[Start of GIVEN DATA]

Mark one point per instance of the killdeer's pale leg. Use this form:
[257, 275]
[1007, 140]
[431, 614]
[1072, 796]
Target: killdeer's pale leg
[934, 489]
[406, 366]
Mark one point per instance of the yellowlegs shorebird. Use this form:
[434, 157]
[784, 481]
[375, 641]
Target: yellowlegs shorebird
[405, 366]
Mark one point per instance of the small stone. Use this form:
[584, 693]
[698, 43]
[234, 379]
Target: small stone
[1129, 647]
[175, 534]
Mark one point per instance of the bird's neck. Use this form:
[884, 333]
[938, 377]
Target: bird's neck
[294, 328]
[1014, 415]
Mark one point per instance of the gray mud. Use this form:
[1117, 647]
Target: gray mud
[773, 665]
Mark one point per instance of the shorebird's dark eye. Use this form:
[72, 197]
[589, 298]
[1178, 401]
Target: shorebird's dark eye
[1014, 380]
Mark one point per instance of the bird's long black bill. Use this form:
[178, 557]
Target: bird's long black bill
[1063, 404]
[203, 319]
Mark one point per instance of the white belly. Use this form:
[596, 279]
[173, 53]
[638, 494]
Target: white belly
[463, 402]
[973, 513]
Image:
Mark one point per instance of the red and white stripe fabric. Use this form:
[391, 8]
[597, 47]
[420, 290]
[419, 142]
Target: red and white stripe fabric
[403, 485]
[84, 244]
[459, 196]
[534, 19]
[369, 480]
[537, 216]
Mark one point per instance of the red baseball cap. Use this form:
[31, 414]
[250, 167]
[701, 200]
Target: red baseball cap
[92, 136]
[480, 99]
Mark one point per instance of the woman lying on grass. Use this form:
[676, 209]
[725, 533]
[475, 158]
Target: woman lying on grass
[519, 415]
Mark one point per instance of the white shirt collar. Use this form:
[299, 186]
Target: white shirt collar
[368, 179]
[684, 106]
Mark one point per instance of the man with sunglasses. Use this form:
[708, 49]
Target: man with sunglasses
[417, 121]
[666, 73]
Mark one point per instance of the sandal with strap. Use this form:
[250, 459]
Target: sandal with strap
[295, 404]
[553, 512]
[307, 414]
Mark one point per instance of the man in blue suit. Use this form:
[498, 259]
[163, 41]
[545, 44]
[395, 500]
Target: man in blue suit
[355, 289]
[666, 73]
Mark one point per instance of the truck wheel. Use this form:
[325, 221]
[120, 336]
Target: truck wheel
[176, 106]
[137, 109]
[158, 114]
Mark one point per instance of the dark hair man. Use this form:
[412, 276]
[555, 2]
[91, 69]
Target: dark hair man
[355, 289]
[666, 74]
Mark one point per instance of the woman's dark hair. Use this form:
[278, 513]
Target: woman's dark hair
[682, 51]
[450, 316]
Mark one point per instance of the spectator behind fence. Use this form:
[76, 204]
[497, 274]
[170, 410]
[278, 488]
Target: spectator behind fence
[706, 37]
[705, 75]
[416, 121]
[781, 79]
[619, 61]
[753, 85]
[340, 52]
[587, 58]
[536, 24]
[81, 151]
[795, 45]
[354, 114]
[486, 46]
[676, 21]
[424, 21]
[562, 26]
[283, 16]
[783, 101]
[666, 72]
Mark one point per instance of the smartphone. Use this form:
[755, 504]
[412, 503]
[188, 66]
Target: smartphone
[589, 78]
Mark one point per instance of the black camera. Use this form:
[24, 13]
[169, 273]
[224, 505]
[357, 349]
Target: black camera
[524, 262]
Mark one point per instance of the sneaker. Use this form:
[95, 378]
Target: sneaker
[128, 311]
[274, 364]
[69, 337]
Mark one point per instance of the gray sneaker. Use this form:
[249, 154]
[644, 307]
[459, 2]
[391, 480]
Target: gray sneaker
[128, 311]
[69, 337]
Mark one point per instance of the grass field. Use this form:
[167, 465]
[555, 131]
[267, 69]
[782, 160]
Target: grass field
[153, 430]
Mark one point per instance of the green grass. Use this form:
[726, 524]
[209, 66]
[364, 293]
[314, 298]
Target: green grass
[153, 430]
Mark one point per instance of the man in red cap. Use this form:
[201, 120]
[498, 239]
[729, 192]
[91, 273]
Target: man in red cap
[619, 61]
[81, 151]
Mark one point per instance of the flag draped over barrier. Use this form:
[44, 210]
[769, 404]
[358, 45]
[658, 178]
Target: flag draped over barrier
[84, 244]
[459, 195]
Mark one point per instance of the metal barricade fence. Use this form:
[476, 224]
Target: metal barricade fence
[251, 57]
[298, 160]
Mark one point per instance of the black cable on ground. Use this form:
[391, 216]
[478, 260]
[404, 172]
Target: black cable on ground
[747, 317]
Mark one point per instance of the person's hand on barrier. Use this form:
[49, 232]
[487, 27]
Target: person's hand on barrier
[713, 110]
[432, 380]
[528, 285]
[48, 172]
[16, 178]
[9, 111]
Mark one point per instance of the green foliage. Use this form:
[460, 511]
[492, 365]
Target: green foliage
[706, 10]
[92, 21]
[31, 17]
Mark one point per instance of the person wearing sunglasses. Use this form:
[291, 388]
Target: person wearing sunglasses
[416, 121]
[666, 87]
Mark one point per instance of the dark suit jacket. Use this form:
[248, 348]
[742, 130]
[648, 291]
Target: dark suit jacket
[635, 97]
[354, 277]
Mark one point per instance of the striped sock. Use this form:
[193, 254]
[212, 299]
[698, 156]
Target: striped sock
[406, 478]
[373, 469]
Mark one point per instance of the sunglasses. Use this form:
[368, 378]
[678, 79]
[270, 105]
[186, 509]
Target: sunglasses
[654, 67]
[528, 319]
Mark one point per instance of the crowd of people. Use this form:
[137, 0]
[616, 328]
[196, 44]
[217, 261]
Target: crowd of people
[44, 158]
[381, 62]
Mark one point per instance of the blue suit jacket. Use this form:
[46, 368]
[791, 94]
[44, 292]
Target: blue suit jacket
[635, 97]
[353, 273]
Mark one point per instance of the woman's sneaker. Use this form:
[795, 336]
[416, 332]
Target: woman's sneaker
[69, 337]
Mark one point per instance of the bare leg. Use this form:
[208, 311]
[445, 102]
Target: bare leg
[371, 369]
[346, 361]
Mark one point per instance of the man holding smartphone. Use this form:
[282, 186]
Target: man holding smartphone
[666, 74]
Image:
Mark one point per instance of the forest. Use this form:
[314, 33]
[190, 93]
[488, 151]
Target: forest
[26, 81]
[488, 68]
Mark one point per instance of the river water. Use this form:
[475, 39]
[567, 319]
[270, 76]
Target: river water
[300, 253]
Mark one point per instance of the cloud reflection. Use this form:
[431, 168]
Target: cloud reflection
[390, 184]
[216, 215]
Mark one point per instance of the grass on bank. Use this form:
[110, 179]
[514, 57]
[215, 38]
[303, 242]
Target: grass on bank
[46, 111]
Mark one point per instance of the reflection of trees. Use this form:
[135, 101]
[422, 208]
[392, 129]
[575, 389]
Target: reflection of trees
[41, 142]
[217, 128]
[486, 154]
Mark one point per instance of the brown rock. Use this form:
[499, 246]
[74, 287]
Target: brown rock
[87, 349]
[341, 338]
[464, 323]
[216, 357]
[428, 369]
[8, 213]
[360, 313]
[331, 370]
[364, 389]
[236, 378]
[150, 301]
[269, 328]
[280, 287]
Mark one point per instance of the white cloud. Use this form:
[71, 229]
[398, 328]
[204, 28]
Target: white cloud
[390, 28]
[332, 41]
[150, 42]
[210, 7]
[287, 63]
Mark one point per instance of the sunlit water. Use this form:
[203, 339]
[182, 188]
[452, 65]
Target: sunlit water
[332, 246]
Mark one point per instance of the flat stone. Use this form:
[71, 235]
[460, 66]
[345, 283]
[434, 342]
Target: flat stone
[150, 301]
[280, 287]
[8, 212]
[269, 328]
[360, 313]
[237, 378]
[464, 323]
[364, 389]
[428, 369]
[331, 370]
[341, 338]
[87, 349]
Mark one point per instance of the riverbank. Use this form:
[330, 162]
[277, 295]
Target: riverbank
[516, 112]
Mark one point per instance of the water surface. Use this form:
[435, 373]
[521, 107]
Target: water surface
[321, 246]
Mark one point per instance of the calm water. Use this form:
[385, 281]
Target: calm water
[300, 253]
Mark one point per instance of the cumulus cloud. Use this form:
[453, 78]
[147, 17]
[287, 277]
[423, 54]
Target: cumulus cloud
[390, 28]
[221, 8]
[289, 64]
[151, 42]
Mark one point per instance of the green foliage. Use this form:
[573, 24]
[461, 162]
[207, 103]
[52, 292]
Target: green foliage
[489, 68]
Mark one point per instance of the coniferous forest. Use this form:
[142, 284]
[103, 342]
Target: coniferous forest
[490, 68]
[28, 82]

[End of GIVEN DATA]

TASK DESCRIPTION =>
Reproduce the data word for word, from the first line up to and including the line containing "[1014, 380]".

FINAL ANSWER =>
Mark one point per instance of the killdeer's pale leg. Use this form:
[257, 275]
[1007, 140]
[431, 614]
[1072, 796]
Target: killdeer's pale leg
[934, 489]
[406, 366]
Mark one point per instance of the yellowlegs shorebird. Use this form:
[434, 157]
[784, 481]
[375, 641]
Target: yellowlegs shorebird
[405, 366]
Mark one point per instance of the small stone. Use this form:
[584, 693]
[698, 43]
[234, 379]
Target: small stone
[1129, 647]
[175, 534]
Mark one point per instance of the bird's neck. Use this form:
[884, 333]
[938, 377]
Target: bird's neck
[294, 328]
[1014, 415]
Mark one point per instance of the gray mud. Use this form:
[1117, 647]
Target: gray mud
[773, 665]
Mark one point per instance of the shorebird's dark eye. Use this form:
[72, 197]
[589, 298]
[1178, 401]
Target: shorebird's dark eye
[1014, 380]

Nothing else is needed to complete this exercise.